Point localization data

-----

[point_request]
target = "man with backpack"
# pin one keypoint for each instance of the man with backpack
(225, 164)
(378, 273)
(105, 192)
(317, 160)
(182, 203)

-----

Problem to work on:
Take the entries above and set them all down again exactly as they read.

Answer section:
[point_request]
target = "man with backpack"
# pin one keypoint for each instance of the man with backpack
(225, 164)
(378, 273)
(105, 192)
(317, 160)
(182, 203)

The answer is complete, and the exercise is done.